*Extrait du document:*
........
Le psychiatre François Pommier et le chercheur Frédéric Forest s'inquiètent du «caractère réactionnaire» de certains psys, qui «se servent de leur supposé savoir» pour condamner le mariage entre personnes de même sexe et l'homoparentalité.
Les psys sont depuis quelque temps très sollicités pour donner leur avis sur la question du mariage homosexuel et de l’homoparentalité. Certes, on ne peut guère s’étonner que la question soit posée à ceux qui entendent au plus près, dans l’intimité de leur cabinet de consultation, les embarras de la sexualité humaine, et ce qu’il en est dès lors de l’évolution des couples dits hors norme et des néofamilles en général.
........
*Consigne:* Recopiez le passage de l'extrait qui commence à « Le psychiatre François » et se termine à « néofamilles en général. », en changeant « psys » en « psychologues ».

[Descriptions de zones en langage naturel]
........
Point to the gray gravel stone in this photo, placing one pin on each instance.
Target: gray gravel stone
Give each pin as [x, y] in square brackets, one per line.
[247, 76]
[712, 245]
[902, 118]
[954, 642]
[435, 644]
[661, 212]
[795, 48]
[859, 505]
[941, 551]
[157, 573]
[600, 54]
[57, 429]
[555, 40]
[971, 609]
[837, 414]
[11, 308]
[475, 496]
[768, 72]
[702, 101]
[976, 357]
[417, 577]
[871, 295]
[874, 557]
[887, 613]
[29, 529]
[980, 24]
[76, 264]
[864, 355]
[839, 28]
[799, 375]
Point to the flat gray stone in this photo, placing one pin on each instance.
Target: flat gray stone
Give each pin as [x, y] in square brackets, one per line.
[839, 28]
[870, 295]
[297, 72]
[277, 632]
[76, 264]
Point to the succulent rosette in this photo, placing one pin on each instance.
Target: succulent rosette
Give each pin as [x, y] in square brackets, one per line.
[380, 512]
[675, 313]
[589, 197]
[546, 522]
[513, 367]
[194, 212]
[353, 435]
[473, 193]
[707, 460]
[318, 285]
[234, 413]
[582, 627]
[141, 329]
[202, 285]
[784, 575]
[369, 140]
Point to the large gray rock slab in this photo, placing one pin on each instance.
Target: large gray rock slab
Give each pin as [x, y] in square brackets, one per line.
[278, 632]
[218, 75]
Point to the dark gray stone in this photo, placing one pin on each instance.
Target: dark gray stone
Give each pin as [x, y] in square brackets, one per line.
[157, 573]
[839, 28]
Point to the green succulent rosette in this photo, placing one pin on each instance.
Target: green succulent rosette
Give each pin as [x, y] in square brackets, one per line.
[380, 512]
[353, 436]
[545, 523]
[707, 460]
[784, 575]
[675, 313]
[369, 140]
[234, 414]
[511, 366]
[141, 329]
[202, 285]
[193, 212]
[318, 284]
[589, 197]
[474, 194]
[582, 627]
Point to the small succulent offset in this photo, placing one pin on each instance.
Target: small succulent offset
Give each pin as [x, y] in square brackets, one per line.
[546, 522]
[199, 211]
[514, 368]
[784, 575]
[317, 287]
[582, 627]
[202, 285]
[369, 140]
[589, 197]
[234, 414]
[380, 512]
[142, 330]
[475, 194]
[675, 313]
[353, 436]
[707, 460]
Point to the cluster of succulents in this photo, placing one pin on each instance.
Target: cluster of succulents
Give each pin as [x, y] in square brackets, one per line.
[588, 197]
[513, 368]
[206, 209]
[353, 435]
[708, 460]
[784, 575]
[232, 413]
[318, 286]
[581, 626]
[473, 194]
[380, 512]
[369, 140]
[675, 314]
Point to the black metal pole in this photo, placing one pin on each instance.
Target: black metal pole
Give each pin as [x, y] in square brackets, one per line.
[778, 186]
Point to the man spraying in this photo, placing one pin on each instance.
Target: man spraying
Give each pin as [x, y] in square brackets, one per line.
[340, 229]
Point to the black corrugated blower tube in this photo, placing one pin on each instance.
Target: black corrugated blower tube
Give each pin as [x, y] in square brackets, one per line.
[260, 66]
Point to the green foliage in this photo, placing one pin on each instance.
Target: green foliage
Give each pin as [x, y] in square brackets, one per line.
........
*Corrigé:*
Le psychiatre François Pommier et le chercheur Frédéric Forest s'inquiètent du «caractère réactionnaire» de certains psychologues, qui «se servent de leur supposé savoir» pour condamner le mariage entre personnes de même sexe et l'homoparentalité.
Les psychologues sont depuis quelque temps très sollicités pour donner leur avis sur la question du mariage homosexuel et de l’homoparentalité. Certes, on ne peut guère s’étonner que la question soit posée à ceux qui entendent au plus près, dans l’intimité de leur cabinet de consultation, les embarras de la sexualité humaine, et ce qu’il en est dès lors de l’évolution des couples dits hors norme et des néofamilles en général.